Curbing the ‘Public Health Problem’ of Caesarean Births
The majority of babies born in Brazil enter the world at a time and place determined by the birth mother and her doctor. Most Brazilian births occur by caesarean section rather than live birth. There are various reasons for the growing preference of caesareans, but a new law aims to reduce what some see as an unnecessary medical procedure.
According to The Guardian, 84% of all births covered by private insurance are caesareans. In public hospitals, caesareans account for 40% of total births. Health Minister Arthur Chioro called the high number of caesarean births “a public health problem.” The government says that caesareans increase the risk of respiratory illness among infants and raise the risk of maternal mortality in childbirth.
The new law requires insurance companies to inform patients about the percentage of caesareans performed by doctors and hospitals. Otherwise, they risk an expensive fine. Doctors must inform women about the risks of a caesarean birth and direct them to sign a consent form before the procedure. Doctors must also provide justification for the caesarean, filling in a record of the labor, the birth, and the actions taken during the delivery.
Body-conscious Brazilians see caesareans as a more comfortable option that is less likely to leave the body of the woman unattractive. Convenience is another motivator as a scheduled operation is easier for patients and doctors to plan for. Some doctors also feel the procedure gives them more protection against possible litigation, gynecologist Renato Sa told BBC Brasil.
“Doctors are responsible for what happens and in a situation of risk they [choose] a caesarean, because if there is a death or complication they will be asked why they didn’t do this,” Sa said. “Doctors are afraid of natural childbirth.”
However, the high number of caesarean births is not simply a matter of choice, or even preference. The due date for a natural, live birth is an educated guess. Nature will start the process of childbirth when it’s ready to do so, with each mother operating on her own clock. In Brazil, maternity beds in hospitals are scarce. The BBC cites reports of women going into labor without a scheduled caesarean and needing to travel from hospital to hospital in search of an available bed. Due to the hospital bed shortage, many mothers see a caesarean birth as the best way to ensure they will give birth in a hospital.
In light of the fact that caesarean births are not entirely a function of choice, it’s unclear how far the new Brazilian law will go in achieving its aims of increasing live birth rates.

» **Extracted information**:
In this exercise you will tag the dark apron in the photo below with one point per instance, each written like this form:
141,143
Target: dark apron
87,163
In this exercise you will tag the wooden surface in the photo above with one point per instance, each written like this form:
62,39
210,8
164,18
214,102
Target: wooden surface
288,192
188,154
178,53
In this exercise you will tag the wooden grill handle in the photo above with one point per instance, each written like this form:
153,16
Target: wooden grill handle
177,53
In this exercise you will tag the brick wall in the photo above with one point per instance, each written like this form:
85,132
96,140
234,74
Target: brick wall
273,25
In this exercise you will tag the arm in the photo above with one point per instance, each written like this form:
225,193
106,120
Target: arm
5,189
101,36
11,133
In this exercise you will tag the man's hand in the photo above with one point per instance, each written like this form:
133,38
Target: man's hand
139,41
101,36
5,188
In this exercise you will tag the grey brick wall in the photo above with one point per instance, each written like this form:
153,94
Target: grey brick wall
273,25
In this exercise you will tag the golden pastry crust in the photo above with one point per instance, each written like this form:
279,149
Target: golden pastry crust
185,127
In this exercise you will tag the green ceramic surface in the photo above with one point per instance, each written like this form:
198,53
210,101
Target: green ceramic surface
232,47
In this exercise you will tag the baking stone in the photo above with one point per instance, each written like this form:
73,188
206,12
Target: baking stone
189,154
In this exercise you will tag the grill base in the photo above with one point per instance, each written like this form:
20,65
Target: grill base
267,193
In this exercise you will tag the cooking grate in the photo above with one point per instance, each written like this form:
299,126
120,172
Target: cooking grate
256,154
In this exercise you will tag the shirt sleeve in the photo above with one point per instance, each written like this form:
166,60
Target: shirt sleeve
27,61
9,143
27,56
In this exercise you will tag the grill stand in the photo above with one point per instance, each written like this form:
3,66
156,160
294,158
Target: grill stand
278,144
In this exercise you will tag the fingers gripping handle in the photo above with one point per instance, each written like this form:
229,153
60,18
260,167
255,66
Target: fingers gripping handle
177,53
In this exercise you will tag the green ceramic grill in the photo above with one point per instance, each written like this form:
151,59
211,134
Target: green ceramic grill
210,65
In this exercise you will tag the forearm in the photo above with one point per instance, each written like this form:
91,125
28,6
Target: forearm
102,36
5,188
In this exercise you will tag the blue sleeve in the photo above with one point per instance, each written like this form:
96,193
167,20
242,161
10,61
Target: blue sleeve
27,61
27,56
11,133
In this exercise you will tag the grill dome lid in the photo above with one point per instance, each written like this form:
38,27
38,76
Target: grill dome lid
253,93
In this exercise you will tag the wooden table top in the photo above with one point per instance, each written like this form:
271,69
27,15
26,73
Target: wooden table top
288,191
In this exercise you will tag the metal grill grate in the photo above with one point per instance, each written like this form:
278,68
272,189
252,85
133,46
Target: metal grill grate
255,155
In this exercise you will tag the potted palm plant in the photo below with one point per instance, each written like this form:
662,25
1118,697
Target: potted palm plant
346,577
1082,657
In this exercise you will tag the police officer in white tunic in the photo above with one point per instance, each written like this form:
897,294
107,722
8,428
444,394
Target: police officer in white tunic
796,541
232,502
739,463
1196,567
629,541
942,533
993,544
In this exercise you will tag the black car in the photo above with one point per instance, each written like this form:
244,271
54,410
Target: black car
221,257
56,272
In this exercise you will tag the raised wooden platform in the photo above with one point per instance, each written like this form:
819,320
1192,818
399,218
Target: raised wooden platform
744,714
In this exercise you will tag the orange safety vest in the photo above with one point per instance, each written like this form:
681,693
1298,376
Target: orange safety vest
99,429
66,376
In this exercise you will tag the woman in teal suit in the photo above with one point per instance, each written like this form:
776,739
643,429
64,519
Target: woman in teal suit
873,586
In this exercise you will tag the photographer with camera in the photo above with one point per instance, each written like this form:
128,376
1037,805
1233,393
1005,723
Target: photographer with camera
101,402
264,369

» **Directions**:
1. List every obligation that the new law, as described in the article on caesarean births in Brazil, places on insurance companies or doctors.
2. According to the article on caesarean births in Brazil, what share of total births in public hospitals are caesareans?
3. Transcribe the part of the article on caesarean births in Brazil that opens with the words containing "Curbing the ‘Public" and closes with "mortality in childbirth.".
The records have nothing to do with the article on caesarean births in Brazil.

» **Results in order**:
1.
- Insurance companies must inform patients about the percentage of caesareans performed by doctors and hospitals.
- Doctors must inform women about the risks of a caesarean birth.
- Doctors must direct women to sign a consent form before the procedure.
- Doctors must provide justification for the caesarean, filling in a record of the labor, the birth, and the actions taken during the delivery.

2. 40%

3.
Curbing the ‘Public Health Problem’ of Caesarean Births
The majority of babies born in Brazil enter the world at a time and place determined by the birth mother and her doctor. Most Brazilian births occur by caesarean section rather than live birth. There are various reasons for the growing preference of caesareans, but a new law aims to reduce what some see as an unnecessary medical procedure.
According to The Guardian, 84% of all births covered by private insurance are caesareans. In public hospitals, caesareans account for 40% of total births. Health Minister Arthur Chioro called the high number of caesarean births “a public health problem.” The government says that caesareans increase the risk of respiratory illness among infants and raise the risk of maternal mortality in childbirth.